[YOUR GOAL]:
Output the entries exactly.

[Items from a data source]
● ● ●
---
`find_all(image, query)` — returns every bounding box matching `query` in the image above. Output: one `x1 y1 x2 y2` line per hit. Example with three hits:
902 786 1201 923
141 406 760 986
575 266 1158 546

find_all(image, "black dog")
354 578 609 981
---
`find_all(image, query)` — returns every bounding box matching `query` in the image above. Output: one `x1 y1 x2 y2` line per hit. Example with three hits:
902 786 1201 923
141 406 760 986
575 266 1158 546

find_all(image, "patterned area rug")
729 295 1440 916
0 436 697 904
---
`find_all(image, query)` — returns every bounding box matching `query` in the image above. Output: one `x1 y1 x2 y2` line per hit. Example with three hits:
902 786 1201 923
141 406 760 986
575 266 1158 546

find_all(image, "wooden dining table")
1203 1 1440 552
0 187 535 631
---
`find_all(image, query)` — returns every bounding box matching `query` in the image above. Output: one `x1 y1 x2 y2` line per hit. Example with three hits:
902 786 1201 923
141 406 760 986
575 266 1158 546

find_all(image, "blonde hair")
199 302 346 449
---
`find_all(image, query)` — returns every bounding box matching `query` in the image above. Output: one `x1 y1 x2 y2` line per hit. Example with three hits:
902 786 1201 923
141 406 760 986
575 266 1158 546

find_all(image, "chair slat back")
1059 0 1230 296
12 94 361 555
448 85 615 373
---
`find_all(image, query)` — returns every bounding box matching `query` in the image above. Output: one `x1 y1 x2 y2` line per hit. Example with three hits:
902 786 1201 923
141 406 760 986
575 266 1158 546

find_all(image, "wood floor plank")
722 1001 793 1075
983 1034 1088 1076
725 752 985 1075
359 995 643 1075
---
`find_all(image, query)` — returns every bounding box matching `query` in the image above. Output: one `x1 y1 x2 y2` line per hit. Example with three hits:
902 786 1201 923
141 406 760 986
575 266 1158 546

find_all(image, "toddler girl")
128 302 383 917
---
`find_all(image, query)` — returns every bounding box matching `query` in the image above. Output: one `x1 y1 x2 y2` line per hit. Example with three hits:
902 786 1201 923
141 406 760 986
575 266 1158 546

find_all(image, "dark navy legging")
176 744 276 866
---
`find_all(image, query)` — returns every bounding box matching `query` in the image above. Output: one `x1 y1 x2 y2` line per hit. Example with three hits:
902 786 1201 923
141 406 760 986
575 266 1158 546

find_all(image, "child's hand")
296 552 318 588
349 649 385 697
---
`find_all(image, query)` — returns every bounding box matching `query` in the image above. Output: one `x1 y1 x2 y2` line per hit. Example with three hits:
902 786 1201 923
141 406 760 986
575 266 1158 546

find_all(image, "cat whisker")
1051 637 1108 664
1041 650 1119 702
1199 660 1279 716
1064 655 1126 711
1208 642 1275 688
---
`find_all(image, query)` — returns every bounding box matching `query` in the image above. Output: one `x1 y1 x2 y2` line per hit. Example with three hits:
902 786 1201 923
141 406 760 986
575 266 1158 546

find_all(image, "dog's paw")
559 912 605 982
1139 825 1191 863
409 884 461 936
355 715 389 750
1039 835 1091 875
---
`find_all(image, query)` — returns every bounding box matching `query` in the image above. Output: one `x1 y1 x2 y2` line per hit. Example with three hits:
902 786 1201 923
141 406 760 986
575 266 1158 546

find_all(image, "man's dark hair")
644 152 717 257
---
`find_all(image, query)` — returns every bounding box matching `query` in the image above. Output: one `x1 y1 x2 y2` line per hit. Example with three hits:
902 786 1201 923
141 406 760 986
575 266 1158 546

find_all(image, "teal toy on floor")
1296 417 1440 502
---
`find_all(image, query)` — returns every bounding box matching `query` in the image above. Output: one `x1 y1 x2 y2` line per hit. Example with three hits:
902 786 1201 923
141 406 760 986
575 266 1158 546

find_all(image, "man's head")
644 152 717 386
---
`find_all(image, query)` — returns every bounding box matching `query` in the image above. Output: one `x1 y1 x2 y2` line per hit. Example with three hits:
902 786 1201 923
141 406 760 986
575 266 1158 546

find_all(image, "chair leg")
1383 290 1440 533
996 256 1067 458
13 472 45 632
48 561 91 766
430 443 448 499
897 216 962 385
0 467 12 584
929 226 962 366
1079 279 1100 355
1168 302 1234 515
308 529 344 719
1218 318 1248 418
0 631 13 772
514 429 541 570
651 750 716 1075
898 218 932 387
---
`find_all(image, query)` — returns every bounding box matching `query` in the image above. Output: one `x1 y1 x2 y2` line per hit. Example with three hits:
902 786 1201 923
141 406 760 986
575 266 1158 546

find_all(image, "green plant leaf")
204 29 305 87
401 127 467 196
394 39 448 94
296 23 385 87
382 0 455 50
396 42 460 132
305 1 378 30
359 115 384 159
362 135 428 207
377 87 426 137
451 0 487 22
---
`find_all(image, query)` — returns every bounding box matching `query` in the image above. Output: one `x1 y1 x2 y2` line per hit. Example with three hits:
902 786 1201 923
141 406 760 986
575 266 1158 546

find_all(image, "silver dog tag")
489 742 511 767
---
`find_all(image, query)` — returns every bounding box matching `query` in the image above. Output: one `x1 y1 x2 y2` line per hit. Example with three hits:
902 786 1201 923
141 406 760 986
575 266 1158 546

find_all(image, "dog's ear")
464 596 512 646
● ● ●
[PROBLEM SOLUTION]:
---
`find_all(image, query)` — returns every bounding box matching `query` in the image above. Output: one `x1 y1 x2 y2` line per hit. Example with three hits:
902 786 1201 923
141 406 760 986
575 266 1158 546

find_all(image, "black dog")
354 578 609 981
---
`find_all(image, query)` — returns every bounding box matching `query` in the image above. Output: one `x1 y1 x2 y2` line per hit. Example with three hits:
902 786 1201 923
141 406 760 986
575 266 1158 546

find_all(image, "patterned area rug")
729 295 1440 916
0 436 697 904
---
`find_all(image, query)` — returns every bounding box matching `query` in the image above. Output: one `x1 y1 x2 y2` line per hit. Example with three hits:
902 786 1201 923
141 406 760 986
575 266 1158 546

find_all(image, "wooden dining table")
1203 1 1440 552
0 187 535 631
---
`find_all(image, query)` — returns every bounding box matching `query` in the image above. Output: one `x1 y1 x2 y2` line per hit. Example with three hits:
902 786 1201 923
141 406 760 986
575 266 1158 546

find_all(image, "blonde hair")
199 302 346 449
---
`find_all(image, query)` — returns every bounding box matching `query` in the image above. Output: one `x1 y1 x2 y2` line per hit. Example with three hits:
902 786 1201 923
141 406 760 986
575 266 1158 546

find_all(image, "chair slat back")
1059 0 1230 296
12 94 361 555
448 85 615 373
---
`find_all(image, query)` — returns every bounding box matching `query` in the image above. Output: one `x1 y1 x2 y2` line per hit. Example with three hits:
902 786 1201 923
141 406 760 986
575 266 1158 546

find_all(image, "wood floor plank")
722 1001 793 1075
983 1034 1088 1076
725 752 985 1075
359 995 643 1075
---
`find_all(image, query)` — returns every bounding box matching `query` in the image above. Output: one `x1 y1 x2 y2` line per hit. Example with three hits:
902 786 1201 923
141 406 760 986
575 266 1158 546

find_all(image, "toddler girl")
128 302 383 917
---
`find_all(image, query)` — returns every bounding box matching `query` in the image above. Output: one `x1 y1 x2 y2` line per hit. Example with three hits:
902 786 1201 923
141 406 760 986
575 266 1158 546

find_all(image, "dark navy legging")
176 744 276 866
---
`find_all(image, query)` — returns every bounding box matching `query` in the image above. Output: one `x1 y1 x2 y2` line per hit. Example with three hits:
902 786 1201 923
141 406 760 986
575 266 1158 546

find_all(image, "child's hand")
296 552 318 588
349 649 385 697
---
`find_all(image, query)` — returns every bounding box matching `query` in the image above. Output: one `x1 y1 x2 y2` line per hit. Example with three hits:
902 786 1201 923
141 406 760 986
575 266 1158 546

find_all(image, "cat whisker")
1051 637 1108 664
1041 650 1119 702
1199 660 1279 716
1064 655 1126 711
1208 642 1275 688
---
`find_all(image, query)` — returns every bounding box matching `query` in the image above. Output: one `x1 y1 x2 y2` line per hit. Example with three hits:
902 786 1201 923
141 406 760 986
575 266 1158 546

find_all(image, "dog's paw")
559 912 605 982
1139 825 1191 863
409 884 461 936
355 715 389 750
1039 835 1091 875
---
`find_all(image, query)` — returns every bounding box matching `query` in the image above. Output: one `x1 y1 x2 y2` line per hit. Example with three hits:
902 786 1201 923
141 406 760 986
575 266 1158 546

find_all(image, "man's dark hair")
644 152 717 257
---
`find_all(image, query)` — returns every bounding box matching `query` in the image above. Output: one `x1 y1 x2 y2` line per hit. Example with three hits:
902 786 1201 923
141 406 760 986
575 266 1158 546

find_all(image, "teal toy on floor")
1296 417 1440 502
---
`find_all(image, query)` — returns every bounding box matching `query` in the image above. Output: one `x1 y1 x2 y2` line per hit. Example with three hits:
902 786 1201 923
141 406 760 986
575 266 1158 546

find_all(image, "man's head")
644 152 717 386
---
`find_all(image, query)` — returns every bounding box matching `query` in the image above. Output: one `x1 y1 x2 y2` line per hit. Example with three hits:
902 786 1201 923
141 406 760 986
575 266 1158 546

find_all(image, "chair leg")
1383 290 1440 533
996 256 1067 458
13 472 45 632
48 561 91 766
430 443 448 499
897 216 962 385
0 467 12 584
929 226 962 366
1079 279 1100 355
1168 302 1234 515
308 529 344 719
1218 318 1248 418
0 631 13 772
514 429 541 570
651 750 716 1075
898 218 932 387
---
`find_all(image, query)` — returns every bounding box matching `query` in the image above. Output: one `x1 y1 x2 y2` line per hit. Example with three hits:
902 786 1201 923
141 406 760 986
575 266 1158 546

find_all(image, "green plant leaf")
204 29 305 87
401 127 467 196
394 39 448 94
296 23 385 87
382 0 455 50
396 42 460 132
305 1 378 30
359 115 384 159
362 135 428 207
377 87 426 137
451 0 487 22
---
`find_all(image, query)` — returns every bounding box matching `query` in the image above. Output: one `x1 y1 x2 y2` line per hit. Example with three hits:
902 786 1201 923
141 406 760 986
575 266 1158 546

find_all(image, "silver dog tag")
489 742 511 767
---
`find_all(image, query)` — returns every bounding box matching `query` in the image above. Output: one `x1 y1 x2 y2` line per hit. Example with three hits:
902 786 1201 923
141 406 760 986
575 266 1158 546

find_all(image, "dog's ear")
464 596 512 646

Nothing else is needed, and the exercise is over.